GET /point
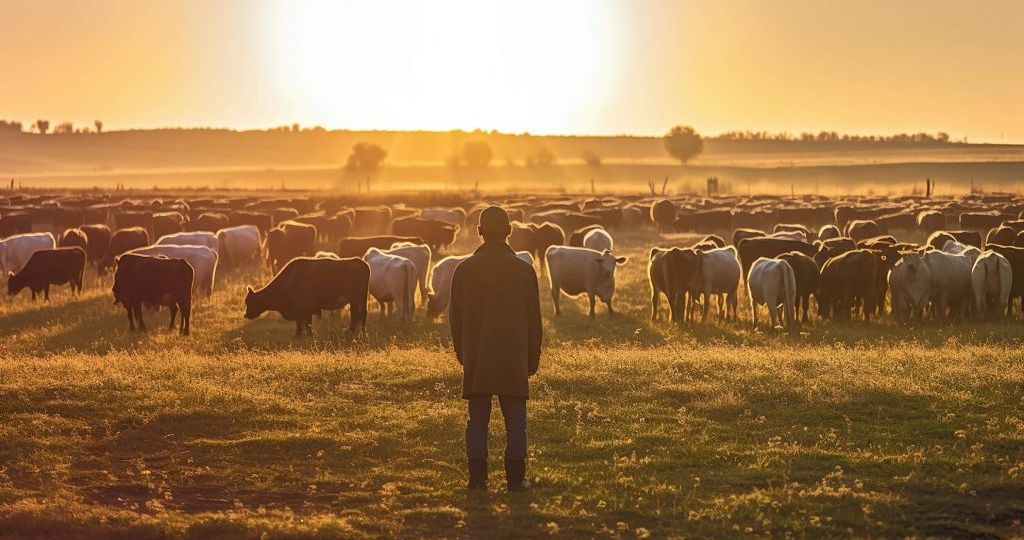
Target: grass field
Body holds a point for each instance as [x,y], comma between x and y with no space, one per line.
[637,428]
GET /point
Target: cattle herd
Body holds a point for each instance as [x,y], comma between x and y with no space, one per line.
[908,257]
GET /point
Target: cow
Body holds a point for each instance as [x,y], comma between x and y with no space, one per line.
[144,280]
[201,258]
[197,238]
[49,266]
[98,240]
[806,272]
[357,246]
[598,240]
[74,238]
[582,271]
[436,234]
[909,287]
[719,275]
[663,214]
[307,286]
[289,240]
[392,279]
[122,241]
[420,255]
[991,278]
[846,282]
[239,246]
[15,250]
[752,249]
[771,282]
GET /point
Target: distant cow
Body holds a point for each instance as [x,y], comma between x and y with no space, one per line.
[201,258]
[772,283]
[991,278]
[582,271]
[15,251]
[357,246]
[49,266]
[144,280]
[122,241]
[306,286]
[436,234]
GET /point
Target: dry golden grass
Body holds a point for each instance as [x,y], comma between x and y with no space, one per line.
[636,428]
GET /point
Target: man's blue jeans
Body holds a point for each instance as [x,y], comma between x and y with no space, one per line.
[514,411]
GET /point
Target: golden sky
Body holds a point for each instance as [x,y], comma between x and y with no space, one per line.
[540,66]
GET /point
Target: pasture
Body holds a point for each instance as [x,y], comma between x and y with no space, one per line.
[637,428]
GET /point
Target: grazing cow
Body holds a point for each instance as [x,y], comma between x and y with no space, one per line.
[15,250]
[663,214]
[582,271]
[805,271]
[357,246]
[771,282]
[153,281]
[98,239]
[420,255]
[846,282]
[436,234]
[598,240]
[210,221]
[239,246]
[201,258]
[991,279]
[1015,255]
[576,239]
[1003,235]
[49,266]
[909,287]
[743,234]
[198,238]
[289,240]
[307,286]
[123,240]
[950,282]
[931,220]
[752,249]
[675,273]
[939,238]
[862,230]
[74,238]
[828,232]
[392,279]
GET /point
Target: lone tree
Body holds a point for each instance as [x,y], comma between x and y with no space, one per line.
[366,157]
[683,143]
[477,154]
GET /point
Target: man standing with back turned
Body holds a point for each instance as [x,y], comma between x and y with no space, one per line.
[496,331]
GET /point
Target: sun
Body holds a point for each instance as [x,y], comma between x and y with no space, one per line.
[516,67]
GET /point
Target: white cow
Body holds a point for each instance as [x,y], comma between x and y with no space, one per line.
[240,245]
[189,239]
[771,282]
[420,255]
[392,279]
[202,259]
[15,250]
[582,271]
[990,281]
[719,274]
[598,240]
[909,287]
[950,282]
[440,281]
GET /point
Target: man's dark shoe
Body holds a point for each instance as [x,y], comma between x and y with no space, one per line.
[515,474]
[478,473]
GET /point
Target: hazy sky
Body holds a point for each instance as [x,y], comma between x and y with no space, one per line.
[544,66]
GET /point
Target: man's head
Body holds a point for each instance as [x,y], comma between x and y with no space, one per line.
══════════
Please locate each line above that contains the string "grass" and copy those lines out. Case counts, so only matches with the same capitalization qualify.

Target: grass field
Target: dry golden grass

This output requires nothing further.